WHAT TO DO:
Your answer must match, word for word, the lines from the one holding "Can you see the marina" through the final line below, with pictures excluded.

LISTED RECORDS:
=======

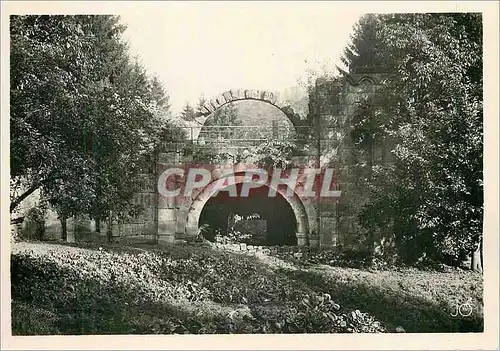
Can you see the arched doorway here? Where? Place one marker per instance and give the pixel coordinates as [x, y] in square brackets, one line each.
[290, 209]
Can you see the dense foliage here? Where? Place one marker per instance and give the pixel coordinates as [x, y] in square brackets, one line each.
[196, 290]
[69, 290]
[85, 118]
[428, 197]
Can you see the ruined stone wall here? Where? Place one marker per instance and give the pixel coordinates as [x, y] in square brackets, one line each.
[336, 103]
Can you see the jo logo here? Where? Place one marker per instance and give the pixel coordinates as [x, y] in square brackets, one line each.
[462, 310]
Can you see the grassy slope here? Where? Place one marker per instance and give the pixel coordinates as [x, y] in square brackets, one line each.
[61, 289]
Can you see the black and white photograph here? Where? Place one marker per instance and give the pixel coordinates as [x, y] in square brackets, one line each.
[217, 168]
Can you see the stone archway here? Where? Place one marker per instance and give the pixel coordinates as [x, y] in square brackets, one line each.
[234, 95]
[298, 208]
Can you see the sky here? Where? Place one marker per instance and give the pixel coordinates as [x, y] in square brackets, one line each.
[206, 48]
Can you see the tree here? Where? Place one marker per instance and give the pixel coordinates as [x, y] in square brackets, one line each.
[431, 110]
[85, 117]
[224, 117]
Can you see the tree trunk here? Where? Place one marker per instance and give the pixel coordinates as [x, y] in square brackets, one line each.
[109, 233]
[64, 231]
[475, 262]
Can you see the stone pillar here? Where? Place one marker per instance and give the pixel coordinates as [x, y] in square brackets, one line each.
[301, 239]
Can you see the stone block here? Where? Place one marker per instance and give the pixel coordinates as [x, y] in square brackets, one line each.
[269, 96]
[166, 214]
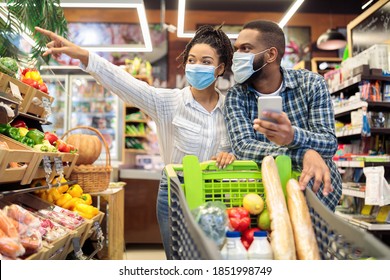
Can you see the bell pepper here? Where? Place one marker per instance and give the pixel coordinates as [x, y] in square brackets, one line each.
[14, 133]
[4, 127]
[239, 218]
[54, 194]
[63, 199]
[87, 198]
[86, 211]
[36, 135]
[247, 236]
[18, 123]
[51, 137]
[63, 188]
[27, 141]
[71, 203]
[75, 190]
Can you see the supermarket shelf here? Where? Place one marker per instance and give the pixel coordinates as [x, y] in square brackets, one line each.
[354, 80]
[349, 163]
[140, 174]
[136, 151]
[42, 121]
[137, 121]
[362, 222]
[368, 161]
[348, 190]
[341, 111]
[349, 132]
[135, 135]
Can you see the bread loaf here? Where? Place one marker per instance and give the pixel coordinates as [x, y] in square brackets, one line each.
[305, 239]
[282, 239]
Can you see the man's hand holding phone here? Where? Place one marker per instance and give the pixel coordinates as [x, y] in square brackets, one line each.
[273, 122]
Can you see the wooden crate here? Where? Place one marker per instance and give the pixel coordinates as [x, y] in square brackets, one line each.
[32, 99]
[17, 152]
[35, 168]
[89, 231]
[68, 161]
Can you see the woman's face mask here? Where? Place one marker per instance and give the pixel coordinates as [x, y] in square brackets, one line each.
[200, 76]
[243, 65]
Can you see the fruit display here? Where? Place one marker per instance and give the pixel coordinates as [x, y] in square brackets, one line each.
[8, 66]
[32, 77]
[67, 197]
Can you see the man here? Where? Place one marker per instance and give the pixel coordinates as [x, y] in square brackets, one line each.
[304, 130]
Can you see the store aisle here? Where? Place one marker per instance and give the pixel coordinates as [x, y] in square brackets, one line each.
[144, 252]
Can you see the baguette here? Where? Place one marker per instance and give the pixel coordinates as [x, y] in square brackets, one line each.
[305, 239]
[282, 239]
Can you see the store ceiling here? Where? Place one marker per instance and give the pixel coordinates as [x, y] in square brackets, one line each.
[308, 6]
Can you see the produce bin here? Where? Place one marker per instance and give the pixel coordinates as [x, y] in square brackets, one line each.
[204, 182]
[32, 99]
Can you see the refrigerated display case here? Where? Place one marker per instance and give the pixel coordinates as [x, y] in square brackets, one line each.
[81, 101]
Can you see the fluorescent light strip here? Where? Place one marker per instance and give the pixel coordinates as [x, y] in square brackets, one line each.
[181, 18]
[294, 7]
[118, 4]
[367, 4]
[121, 4]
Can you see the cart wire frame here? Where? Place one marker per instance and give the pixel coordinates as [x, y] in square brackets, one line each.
[336, 238]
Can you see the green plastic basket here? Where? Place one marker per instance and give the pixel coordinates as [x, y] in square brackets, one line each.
[205, 182]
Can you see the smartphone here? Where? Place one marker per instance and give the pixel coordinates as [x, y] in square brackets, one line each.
[270, 104]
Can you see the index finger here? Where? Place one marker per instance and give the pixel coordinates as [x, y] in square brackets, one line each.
[48, 33]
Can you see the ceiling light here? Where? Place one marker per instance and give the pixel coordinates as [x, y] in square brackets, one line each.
[331, 40]
[117, 4]
[291, 11]
[181, 19]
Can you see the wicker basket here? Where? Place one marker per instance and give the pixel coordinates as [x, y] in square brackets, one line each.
[92, 178]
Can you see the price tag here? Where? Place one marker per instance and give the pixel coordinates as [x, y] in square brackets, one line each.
[46, 106]
[58, 165]
[48, 169]
[15, 91]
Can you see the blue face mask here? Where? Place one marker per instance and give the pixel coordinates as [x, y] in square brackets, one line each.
[242, 67]
[200, 76]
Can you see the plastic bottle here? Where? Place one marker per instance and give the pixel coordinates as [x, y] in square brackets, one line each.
[233, 248]
[260, 248]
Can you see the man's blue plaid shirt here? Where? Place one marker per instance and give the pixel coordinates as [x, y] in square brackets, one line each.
[307, 102]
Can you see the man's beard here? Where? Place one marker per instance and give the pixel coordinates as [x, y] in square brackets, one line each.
[256, 65]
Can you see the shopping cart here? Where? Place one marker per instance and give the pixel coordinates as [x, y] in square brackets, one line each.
[204, 182]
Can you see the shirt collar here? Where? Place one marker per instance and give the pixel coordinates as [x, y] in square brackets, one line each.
[189, 99]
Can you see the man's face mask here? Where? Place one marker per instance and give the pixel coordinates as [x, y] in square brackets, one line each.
[243, 65]
[200, 76]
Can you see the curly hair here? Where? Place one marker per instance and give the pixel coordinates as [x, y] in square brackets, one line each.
[215, 38]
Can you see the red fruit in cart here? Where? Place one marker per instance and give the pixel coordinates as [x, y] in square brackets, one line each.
[43, 88]
[238, 218]
[247, 236]
[51, 137]
[62, 146]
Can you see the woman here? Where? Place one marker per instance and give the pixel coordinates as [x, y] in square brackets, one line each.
[189, 120]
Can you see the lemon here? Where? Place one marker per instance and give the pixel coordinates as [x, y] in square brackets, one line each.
[263, 220]
[253, 203]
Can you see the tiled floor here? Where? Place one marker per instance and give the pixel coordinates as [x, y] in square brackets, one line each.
[144, 252]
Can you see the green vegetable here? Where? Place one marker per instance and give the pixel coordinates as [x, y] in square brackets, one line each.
[8, 66]
[27, 141]
[36, 135]
[13, 132]
[41, 148]
[4, 128]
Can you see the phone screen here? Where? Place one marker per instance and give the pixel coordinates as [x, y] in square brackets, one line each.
[270, 104]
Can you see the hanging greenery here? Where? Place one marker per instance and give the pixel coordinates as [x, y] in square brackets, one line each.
[22, 17]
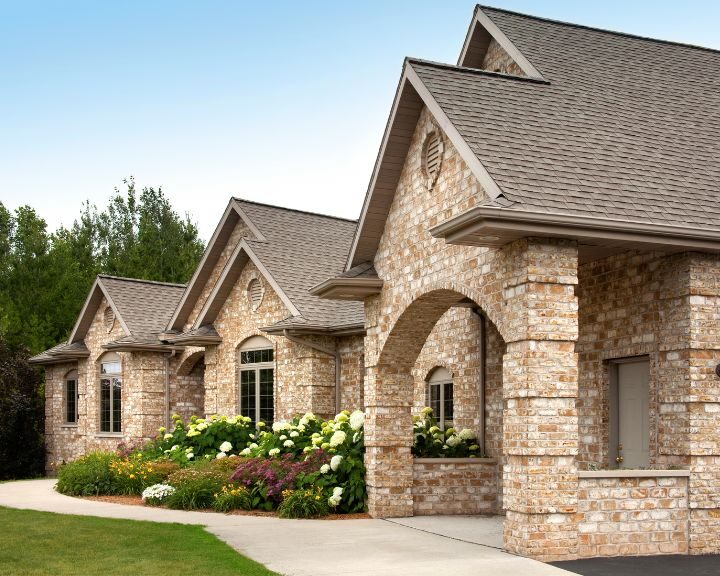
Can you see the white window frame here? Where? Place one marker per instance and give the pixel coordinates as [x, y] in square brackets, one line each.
[256, 344]
[440, 376]
[71, 376]
[113, 377]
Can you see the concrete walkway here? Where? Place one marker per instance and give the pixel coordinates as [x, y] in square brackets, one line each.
[320, 547]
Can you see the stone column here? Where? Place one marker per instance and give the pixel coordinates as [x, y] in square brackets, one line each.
[388, 429]
[540, 386]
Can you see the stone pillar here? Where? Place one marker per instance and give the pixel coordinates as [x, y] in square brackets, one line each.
[540, 387]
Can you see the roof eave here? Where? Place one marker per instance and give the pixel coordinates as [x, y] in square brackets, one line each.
[341, 288]
[495, 227]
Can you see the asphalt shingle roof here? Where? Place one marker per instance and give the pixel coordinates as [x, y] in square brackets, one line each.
[626, 128]
[302, 249]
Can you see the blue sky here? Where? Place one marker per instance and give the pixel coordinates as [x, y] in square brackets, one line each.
[280, 102]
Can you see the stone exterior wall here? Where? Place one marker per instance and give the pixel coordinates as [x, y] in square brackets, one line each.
[454, 486]
[526, 290]
[633, 516]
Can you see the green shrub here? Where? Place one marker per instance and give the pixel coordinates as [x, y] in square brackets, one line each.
[304, 503]
[195, 487]
[90, 475]
[230, 498]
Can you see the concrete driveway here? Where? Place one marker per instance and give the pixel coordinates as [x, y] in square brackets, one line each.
[414, 546]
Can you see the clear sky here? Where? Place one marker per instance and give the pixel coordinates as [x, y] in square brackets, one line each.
[280, 102]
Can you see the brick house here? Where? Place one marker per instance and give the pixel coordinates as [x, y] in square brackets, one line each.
[535, 258]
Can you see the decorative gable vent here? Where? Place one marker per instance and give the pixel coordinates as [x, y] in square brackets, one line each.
[432, 157]
[108, 318]
[255, 293]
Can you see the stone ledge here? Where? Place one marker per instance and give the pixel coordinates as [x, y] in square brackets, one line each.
[454, 461]
[633, 473]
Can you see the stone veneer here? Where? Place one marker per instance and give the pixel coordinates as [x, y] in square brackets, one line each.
[633, 513]
[454, 486]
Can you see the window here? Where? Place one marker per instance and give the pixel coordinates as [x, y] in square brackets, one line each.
[111, 394]
[257, 380]
[440, 396]
[70, 397]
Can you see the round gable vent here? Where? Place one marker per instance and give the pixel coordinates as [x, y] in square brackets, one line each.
[432, 157]
[255, 293]
[108, 318]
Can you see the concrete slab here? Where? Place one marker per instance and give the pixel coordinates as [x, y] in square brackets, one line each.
[312, 547]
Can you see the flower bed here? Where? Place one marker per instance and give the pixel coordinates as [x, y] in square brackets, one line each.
[304, 468]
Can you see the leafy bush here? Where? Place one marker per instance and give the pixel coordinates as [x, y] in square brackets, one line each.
[432, 442]
[22, 451]
[133, 475]
[90, 475]
[304, 503]
[231, 497]
[195, 486]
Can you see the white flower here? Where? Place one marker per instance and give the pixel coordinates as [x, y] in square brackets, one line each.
[157, 492]
[357, 419]
[337, 438]
[466, 434]
[335, 462]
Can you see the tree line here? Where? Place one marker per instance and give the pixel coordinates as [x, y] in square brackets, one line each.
[44, 279]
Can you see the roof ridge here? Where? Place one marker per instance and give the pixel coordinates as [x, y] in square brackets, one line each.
[237, 199]
[141, 280]
[595, 29]
[477, 71]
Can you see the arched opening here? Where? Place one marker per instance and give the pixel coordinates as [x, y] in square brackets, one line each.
[111, 393]
[256, 379]
[444, 338]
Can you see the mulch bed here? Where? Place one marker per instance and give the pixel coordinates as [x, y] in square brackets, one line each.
[137, 501]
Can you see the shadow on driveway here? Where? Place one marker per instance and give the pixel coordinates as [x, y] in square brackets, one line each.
[645, 566]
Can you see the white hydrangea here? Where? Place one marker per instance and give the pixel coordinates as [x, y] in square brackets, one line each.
[337, 438]
[357, 420]
[157, 492]
[466, 434]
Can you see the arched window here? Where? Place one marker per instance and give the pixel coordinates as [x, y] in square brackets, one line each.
[110, 393]
[257, 379]
[440, 396]
[70, 397]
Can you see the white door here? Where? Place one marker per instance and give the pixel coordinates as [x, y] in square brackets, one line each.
[634, 414]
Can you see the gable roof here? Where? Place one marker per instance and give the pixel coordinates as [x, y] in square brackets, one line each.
[299, 250]
[142, 307]
[610, 126]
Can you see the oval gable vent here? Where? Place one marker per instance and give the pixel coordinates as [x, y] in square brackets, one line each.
[432, 157]
[255, 293]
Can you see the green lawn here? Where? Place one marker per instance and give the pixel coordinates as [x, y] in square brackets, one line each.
[41, 543]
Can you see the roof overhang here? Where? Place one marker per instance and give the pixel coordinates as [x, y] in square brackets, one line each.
[341, 288]
[87, 313]
[482, 29]
[495, 227]
[315, 330]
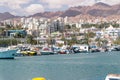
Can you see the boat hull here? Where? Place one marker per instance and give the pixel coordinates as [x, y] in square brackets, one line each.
[46, 53]
[7, 54]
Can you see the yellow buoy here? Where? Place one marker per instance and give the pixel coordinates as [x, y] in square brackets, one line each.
[39, 78]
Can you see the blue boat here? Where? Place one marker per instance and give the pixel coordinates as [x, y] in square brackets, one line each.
[7, 53]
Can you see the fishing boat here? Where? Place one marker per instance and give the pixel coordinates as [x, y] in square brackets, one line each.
[6, 53]
[46, 51]
[113, 77]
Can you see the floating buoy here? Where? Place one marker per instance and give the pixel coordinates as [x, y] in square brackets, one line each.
[39, 78]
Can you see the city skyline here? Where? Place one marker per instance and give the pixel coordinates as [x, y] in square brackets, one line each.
[29, 7]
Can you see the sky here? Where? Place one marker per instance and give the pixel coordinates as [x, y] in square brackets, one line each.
[30, 7]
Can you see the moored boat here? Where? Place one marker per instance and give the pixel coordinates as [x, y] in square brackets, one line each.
[46, 51]
[7, 53]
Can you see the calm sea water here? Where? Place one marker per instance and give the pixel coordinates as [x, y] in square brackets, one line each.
[94, 66]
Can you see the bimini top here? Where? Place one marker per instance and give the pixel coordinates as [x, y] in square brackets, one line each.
[113, 77]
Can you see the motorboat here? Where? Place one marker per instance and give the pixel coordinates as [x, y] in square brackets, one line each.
[113, 77]
[46, 51]
[6, 53]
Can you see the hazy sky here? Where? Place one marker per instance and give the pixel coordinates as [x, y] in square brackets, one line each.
[28, 7]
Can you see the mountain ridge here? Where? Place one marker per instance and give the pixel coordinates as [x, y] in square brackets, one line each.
[97, 10]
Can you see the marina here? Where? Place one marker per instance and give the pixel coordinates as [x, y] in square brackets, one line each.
[84, 66]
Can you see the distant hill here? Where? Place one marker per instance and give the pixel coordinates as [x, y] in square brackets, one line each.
[97, 10]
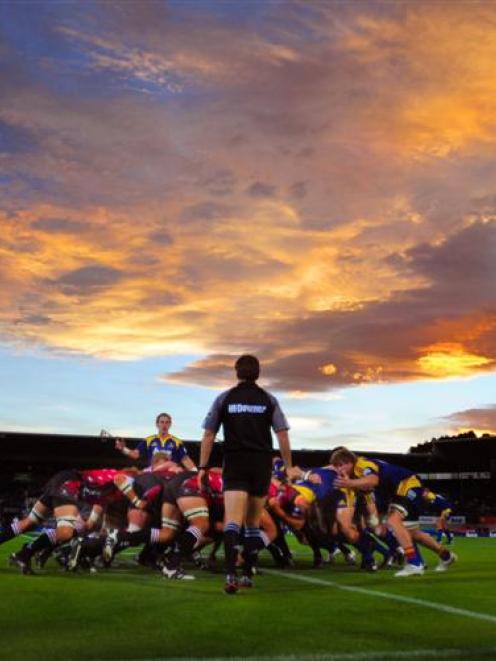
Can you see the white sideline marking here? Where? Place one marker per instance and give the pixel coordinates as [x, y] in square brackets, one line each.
[387, 595]
[346, 656]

=======

RESPONSE BELOW:
Can you see the marina here? Where? Place one marker per instance and give the pixel coordinates as [x, y] in square brackets, one line each.
[84, 66]
Can you see the distant hill here? Where? Place one marker per instance and give the pixel coordinates as [x, y] in square brackets, one line each.
[97, 10]
Can you see the white sideline marking here? Where? Place one marker per instance and give the pixel coordinates as [x, y] in square brackets, one line each.
[387, 595]
[346, 656]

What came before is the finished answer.